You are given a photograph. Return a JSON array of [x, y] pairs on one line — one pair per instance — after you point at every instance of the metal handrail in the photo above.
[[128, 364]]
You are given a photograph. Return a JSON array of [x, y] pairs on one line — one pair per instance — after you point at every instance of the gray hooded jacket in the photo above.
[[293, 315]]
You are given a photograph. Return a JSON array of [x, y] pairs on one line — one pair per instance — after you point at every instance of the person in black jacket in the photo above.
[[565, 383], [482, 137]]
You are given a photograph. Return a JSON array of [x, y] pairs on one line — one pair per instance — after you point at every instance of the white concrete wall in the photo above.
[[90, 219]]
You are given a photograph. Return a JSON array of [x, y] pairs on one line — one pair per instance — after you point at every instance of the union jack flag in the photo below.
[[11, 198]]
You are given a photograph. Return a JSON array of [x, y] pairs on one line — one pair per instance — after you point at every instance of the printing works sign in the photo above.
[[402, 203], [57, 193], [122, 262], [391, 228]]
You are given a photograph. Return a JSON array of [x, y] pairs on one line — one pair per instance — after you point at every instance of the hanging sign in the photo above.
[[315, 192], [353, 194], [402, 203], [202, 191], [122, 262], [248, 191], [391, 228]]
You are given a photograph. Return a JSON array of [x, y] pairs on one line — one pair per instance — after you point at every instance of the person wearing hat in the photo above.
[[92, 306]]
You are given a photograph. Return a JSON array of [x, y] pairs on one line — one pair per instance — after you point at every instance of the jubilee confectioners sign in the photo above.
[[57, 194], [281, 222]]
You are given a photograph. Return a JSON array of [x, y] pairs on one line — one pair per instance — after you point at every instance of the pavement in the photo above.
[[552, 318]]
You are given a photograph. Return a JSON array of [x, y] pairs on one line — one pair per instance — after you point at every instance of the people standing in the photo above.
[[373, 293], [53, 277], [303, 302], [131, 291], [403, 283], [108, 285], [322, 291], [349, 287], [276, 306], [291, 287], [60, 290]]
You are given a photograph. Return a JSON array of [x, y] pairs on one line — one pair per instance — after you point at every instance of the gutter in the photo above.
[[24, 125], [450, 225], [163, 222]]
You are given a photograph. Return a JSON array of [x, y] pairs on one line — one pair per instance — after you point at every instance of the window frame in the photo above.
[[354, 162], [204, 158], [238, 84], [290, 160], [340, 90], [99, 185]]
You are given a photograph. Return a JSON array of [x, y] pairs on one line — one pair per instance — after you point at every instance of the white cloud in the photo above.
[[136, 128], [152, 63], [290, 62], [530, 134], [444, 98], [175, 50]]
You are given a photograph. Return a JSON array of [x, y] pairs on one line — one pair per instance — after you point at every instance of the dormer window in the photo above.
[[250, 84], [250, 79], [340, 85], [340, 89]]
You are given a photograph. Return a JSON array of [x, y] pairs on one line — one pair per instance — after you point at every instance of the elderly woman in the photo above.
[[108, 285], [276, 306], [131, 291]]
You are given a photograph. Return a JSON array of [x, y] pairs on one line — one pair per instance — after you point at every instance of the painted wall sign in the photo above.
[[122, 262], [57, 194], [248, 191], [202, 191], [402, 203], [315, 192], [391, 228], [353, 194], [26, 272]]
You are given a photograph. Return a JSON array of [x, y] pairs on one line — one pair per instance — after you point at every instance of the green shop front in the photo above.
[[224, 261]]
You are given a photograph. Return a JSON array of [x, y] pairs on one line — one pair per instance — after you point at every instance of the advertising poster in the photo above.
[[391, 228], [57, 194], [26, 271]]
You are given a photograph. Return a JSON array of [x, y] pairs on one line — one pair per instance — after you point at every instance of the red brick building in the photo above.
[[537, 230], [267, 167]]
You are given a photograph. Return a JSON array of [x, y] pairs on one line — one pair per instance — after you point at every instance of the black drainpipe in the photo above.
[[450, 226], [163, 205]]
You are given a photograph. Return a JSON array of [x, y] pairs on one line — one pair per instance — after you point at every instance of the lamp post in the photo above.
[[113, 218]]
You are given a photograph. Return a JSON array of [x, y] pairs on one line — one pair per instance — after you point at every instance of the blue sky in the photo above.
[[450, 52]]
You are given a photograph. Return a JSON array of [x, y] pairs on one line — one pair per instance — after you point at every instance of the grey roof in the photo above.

++++

§ **What to produce**
Go through the records and copy all of them exactly.

§ **Response area**
You are given a photograph. Return a JSON array of [x, y] pairs on one line — one pair per instance — after you point at every instance of the metal handrail in the photo above.
[[128, 364]]
You are given a photograph. Return a JSON array of [x, y] pairs on one line — one pair per instance — after you point at every instance of the gray hooded jacket in the photo above.
[[293, 315]]
You are given a photograph. Return a JSON array of [x, y] pairs on one line — one pair per instance — after you point at every instance of the person in black jacket in the photo above.
[[565, 383], [482, 137]]
You are given a photograph. Return a JSON array of [x, y] pairs on one line — one pair per instance — after you point at every instance of the white concrete wall in the photo above.
[[90, 219]]
You are given a photograph. Return a JSON array of [x, y] pairs on one line — one pair per instance — after you point at every instance of the union jack flag in the photo below.
[[11, 198]]
You are given a photograph. Return a JSON array of [x, y] pairs on one line — one pair per instance — after you point at every instance of the printing works sign in the photo above.
[[402, 203], [57, 193], [122, 262], [391, 228]]
You are given a photograph. Return a JSON array of [x, y] pairs on one line — one pair per instance — after you point at every instance of the hanging sign in the photo above.
[[315, 192], [353, 194], [402, 203], [202, 191], [122, 262], [248, 191], [391, 228]]
You are given a photograph. Return a JSON array of [x, y] pairs on one line — one pair per instance — after you point at every instance of the person wearing hat in the photo above.
[[92, 306]]
You are given a photograph. Return a JSON array of [x, y] pairs on one line — one pair per instance — after you point at every instance of the jubilee confectioners sign in the photo above.
[[57, 194], [281, 222]]
You are given a photograph. Return a JSON array of [x, y] pairs on one line — one pair per instance — after you point at every instance of the pavement in the photo above.
[[552, 318]]
You are given a photograph. Return a JSON array of [x, y] pairs on one line — one pair per instance — after you point at every instance of the people standing in the photo above.
[[373, 293], [53, 277], [303, 302], [131, 291], [403, 283], [108, 285], [322, 291], [349, 287], [276, 306], [291, 287], [60, 290]]
You are given a photograph. Return a JSON array of [x, y] pairs on one line — one pair per instance — after you point at every instance of the gutter in the photo above.
[[24, 125], [450, 225], [163, 222]]
You are given a photograph. Return a JSON array of [x, y] pairs on one line — one pair per instance — after you point at every instance of the window frame in the photo above.
[[354, 162], [204, 158], [238, 84], [290, 160], [340, 90], [99, 185]]
You are given a photograph. Return a JSON array of [x, y] pairs on one line — one pair per instance — after you point at every instance of the white cloud in the photo above.
[[136, 128], [152, 63], [290, 62], [530, 134], [444, 98], [175, 50]]
You are given a photograph. Return a JSON array of [x, y] pairs on one line — one pair per instance — after you point at every instance of the dormer window in the photo above.
[[250, 84], [250, 79], [340, 85], [340, 89]]
You are given a photograph. Return a JSON array of [x, y] pairs on one line — one pair per instance — after you point at every instance of the elderly woman in the photo above.
[[108, 285], [276, 306], [131, 291]]
You are given a photograph. Return a JSON array of [x, y] pairs on one line — one pair per instance — after you point at every instance of the painted wall sign in the photo above.
[[122, 262], [57, 194], [248, 191], [202, 191], [402, 203], [315, 192], [391, 228], [353, 194], [26, 272]]
You are given a photograph. Return a JSON array of [x, y] pairs on one line — one pair per instance — after you point at every instance of the green shop front in the photo above.
[[224, 261]]
You are given a photograph. Return a JSON array of [x, y] pairs on one line — one pair per instance — after you point at every instance of the advertising poster in the photo above.
[[391, 228], [57, 194], [26, 271]]
You are given a photograph. Return a JSON array of [x, y] pairs on one line — one pair per instance — after you point at every instance of the red brick building in the photo above.
[[537, 230], [267, 167]]
You are given a photograph. Return a JSON array of [x, y] pairs on one line — one pair per instance — after you point at every instance of the black drainpipe in the photo above.
[[450, 226], [163, 205]]
You are given a photograph. Return a JSON array of [x, y] pairs on one line — one pair per instance — after you point at every instance of the lamp post in the photo above.
[[113, 218]]
You are given a photograph. Return a JSON array of [x, y] pairs on one line — one pair per instance — after you point at every instance of the blue sky in the photo above.
[[450, 52]]
You are given a photograph. Return a JSON array of [x, y] pairs on one line — one pair per instance — after you point at every instance of the grey roof in the photo above.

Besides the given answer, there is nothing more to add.